_Given request a_. Rewrite the listing from its start through the line containing "x=522, y=260", replacing "innermost" with "most central" and leaving everything else unchanged.
[Start of Text section]
Are Auto Replies Too “Auto?”

There must be 18 ways to leave your message

By Ed Goldman

During the very short time I returned to the workforce early last year I became enamored of G-mail auto replies to memos. You know, like “Sounds good,” “Let’s talk more about this” and “Will call to discuss this later.”

To be fair—which nobody requires that I be but I’m old-fashioned—those might not have been the exact replies I could choose from. But they seemed to offer a pretty decent range of completely hollow responses.

Edgy Cartoon

Meet Otto Reply

What I yearned for was not more authenticity but more specificity. Here’s a sampler of 18 auto-responses, based on genuine ones, that you may wish to consider and pay me lavishly for:

  1. I will be out of the office from February 1, 2023, to February 1, 2025—2024 if time-served and good behavior still count for anything in this much-too-litigious society.  I will not be available for emergencies at any address or phone number. 
  2. Just a note that I received your memo with the 10 new ideas for improving our inner office “flow” and plan to send you a detailed answer when I stop laughing.
  3. Your call means a lot to me, so by all means, please continue to try to reach me, even after your normal quitting time and in the wee hours.
[End of Text section]
_Given request b_. Copy word for word the part of the auto-reply piece that opens with the words "Meet Otto Reply" and closes with "the wee hours.".
[Start of Data supplied]
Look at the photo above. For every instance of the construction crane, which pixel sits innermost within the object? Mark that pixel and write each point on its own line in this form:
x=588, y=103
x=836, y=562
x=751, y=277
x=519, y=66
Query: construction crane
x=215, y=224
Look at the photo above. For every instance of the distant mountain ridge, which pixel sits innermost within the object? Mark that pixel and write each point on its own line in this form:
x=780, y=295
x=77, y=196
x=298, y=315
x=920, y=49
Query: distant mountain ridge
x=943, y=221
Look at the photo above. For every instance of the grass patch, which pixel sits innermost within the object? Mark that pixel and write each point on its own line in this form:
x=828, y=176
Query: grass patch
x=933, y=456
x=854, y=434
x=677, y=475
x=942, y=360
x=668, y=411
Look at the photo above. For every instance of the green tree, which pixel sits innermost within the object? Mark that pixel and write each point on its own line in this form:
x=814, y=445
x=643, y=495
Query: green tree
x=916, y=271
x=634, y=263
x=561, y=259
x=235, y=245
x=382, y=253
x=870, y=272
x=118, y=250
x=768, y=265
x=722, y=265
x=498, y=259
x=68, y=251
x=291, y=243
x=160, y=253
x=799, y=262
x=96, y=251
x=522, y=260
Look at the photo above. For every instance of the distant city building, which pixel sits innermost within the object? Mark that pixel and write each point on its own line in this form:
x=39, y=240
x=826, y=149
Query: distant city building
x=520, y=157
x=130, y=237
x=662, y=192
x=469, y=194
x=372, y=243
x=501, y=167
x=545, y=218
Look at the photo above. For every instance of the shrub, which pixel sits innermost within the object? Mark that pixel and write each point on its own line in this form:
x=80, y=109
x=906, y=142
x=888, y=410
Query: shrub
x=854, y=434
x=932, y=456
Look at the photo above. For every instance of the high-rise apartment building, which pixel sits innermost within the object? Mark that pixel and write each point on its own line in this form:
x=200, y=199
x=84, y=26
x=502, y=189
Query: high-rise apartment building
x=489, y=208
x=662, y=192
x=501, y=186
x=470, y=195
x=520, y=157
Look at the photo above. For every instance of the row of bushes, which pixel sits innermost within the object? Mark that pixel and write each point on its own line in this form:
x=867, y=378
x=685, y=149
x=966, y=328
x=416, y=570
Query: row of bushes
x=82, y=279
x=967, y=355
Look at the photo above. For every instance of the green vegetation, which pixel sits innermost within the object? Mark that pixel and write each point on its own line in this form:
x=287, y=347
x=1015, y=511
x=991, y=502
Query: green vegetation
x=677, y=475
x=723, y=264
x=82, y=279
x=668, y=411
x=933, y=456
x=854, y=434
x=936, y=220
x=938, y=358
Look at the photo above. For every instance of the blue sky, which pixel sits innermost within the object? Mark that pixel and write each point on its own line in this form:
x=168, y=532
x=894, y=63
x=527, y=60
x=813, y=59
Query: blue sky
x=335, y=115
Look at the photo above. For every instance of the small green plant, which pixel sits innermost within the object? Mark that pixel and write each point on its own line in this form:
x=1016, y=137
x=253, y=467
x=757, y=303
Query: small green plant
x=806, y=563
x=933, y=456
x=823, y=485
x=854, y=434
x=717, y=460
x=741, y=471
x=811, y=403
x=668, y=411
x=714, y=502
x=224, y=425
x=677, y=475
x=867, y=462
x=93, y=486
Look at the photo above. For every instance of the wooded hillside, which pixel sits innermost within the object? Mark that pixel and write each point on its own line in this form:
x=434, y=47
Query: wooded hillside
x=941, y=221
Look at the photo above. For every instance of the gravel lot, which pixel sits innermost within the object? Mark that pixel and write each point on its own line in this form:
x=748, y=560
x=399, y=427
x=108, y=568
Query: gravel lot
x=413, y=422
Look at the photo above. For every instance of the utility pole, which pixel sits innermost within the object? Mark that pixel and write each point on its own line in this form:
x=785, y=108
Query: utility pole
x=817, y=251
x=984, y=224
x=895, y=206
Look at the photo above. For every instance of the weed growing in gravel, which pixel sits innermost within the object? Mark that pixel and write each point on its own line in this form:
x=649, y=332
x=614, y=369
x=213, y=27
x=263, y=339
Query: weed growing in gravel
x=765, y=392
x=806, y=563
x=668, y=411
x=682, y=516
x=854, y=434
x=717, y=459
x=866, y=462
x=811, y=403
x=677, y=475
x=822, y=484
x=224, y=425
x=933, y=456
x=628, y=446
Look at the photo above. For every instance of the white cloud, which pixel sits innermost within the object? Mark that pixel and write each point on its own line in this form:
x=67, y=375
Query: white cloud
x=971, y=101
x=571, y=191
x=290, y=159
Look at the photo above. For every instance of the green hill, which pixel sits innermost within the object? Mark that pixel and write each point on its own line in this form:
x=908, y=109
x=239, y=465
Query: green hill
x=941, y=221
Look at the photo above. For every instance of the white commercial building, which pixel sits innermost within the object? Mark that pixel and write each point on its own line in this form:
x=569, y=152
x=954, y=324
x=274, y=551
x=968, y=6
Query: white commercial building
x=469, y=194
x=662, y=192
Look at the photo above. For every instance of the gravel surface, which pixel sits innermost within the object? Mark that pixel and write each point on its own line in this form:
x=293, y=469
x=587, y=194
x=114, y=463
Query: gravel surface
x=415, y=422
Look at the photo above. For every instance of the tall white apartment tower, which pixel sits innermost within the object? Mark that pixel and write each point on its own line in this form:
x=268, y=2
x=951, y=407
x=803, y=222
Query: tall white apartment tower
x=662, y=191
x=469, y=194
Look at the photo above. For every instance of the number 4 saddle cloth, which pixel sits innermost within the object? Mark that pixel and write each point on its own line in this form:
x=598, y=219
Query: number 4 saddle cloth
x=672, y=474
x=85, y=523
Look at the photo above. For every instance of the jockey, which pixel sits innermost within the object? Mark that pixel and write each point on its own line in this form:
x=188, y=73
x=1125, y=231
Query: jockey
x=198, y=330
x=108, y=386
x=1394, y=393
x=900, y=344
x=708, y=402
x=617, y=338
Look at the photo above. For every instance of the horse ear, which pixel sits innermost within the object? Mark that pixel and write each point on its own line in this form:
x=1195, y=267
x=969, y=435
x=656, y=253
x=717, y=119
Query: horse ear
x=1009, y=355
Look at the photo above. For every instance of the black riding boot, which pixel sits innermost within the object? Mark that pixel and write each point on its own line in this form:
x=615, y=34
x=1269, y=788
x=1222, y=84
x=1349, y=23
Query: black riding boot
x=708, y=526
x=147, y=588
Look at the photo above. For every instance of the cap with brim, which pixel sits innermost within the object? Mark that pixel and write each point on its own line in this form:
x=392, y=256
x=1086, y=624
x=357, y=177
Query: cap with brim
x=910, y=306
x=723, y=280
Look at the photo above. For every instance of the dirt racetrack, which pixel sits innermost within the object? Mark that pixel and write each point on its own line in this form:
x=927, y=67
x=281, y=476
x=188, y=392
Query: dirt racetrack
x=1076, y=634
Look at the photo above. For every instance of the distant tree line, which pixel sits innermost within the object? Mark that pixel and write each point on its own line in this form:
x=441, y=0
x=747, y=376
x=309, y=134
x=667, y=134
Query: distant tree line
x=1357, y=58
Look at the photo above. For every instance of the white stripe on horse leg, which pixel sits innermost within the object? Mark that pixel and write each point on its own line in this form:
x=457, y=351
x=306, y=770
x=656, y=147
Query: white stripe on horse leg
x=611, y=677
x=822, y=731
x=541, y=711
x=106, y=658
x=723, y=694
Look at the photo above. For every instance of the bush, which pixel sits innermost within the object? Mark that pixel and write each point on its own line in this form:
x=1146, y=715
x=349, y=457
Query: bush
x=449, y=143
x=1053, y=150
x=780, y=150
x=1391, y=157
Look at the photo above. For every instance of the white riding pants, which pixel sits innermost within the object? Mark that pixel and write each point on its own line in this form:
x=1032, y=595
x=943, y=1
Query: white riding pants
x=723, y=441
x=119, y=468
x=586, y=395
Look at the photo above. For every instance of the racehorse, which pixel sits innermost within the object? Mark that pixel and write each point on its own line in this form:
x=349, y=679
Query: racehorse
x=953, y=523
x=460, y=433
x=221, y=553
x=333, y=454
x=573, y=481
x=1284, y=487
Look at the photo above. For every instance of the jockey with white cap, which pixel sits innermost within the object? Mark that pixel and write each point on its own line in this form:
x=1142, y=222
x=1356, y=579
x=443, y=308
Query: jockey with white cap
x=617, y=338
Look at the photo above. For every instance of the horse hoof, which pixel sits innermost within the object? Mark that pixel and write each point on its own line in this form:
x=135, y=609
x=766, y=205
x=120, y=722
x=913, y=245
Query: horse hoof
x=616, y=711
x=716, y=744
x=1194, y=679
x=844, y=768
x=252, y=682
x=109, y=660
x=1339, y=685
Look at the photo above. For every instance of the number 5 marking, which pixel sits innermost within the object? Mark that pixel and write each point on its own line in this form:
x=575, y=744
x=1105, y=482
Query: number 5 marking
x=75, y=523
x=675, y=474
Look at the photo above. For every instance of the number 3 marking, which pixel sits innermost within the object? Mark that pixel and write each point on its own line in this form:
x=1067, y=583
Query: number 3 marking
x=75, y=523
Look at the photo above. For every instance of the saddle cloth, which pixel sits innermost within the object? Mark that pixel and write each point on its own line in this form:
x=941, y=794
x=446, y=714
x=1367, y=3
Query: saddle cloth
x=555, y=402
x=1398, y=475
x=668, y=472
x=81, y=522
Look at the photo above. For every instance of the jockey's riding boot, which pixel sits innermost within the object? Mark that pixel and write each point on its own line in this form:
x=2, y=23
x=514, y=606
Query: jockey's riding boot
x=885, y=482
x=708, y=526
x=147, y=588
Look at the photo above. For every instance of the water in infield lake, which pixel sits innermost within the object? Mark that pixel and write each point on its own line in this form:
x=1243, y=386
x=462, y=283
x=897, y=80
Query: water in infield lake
[End of Data supplied]
_Task output a_.
Look at the photo above. For every instance of the construction crane, which pixel sits most central within the object? Mark that pixel and write each point on its own line in this form:
x=588, y=103
x=836, y=562
x=751, y=277
x=519, y=66
Query: construction crane
x=215, y=224
Look at the photo above. For every instance of the distant mountain ridge, which pixel sits most central within the object? Mark that pixel and write each point on its own line in this form:
x=780, y=295
x=77, y=196
x=298, y=315
x=920, y=49
Query: distant mountain ridge
x=943, y=221
Look at the photo above. For every instance of the grass patch, which pixel sits most central within the object? Mark that pixel and write each point on its own line in this form:
x=828, y=176
Query: grass patch
x=933, y=456
x=854, y=434
x=677, y=475
x=942, y=360
x=668, y=411
Look at the photo above. For every instance of the green tree, which pixel sits most central within the object? Mark that pixel and write each point on its own line in this form:
x=814, y=445
x=643, y=495
Query: green tree
x=916, y=271
x=634, y=263
x=561, y=259
x=235, y=245
x=382, y=253
x=870, y=272
x=118, y=250
x=768, y=265
x=722, y=265
x=498, y=259
x=68, y=251
x=291, y=243
x=160, y=253
x=799, y=262
x=96, y=251
x=522, y=260

_Task output b_.
Meet Otto Reply

What I yearned for was not more authenticity but more specificity. Here’s a sampler of 18 auto-responses, based on genuine ones, that you may wish to consider and pay me lavishly for:

  1. I will be out of the office from February 1, 2023, to February 1, 2025—2024 if time-served and good behavior still count for anything in this much-too-litigious society.  I will not be available for emergencies at any address or phone number. 
  2. Just a note that I received your memo with the 10 new ideas for improving our inner office “flow” and plan to send you a detailed answer when I stop laughing.
  3. Your call means a lot to me, so by all means, please continue to try to reach me, even after your normal quitting time and in the wee hours.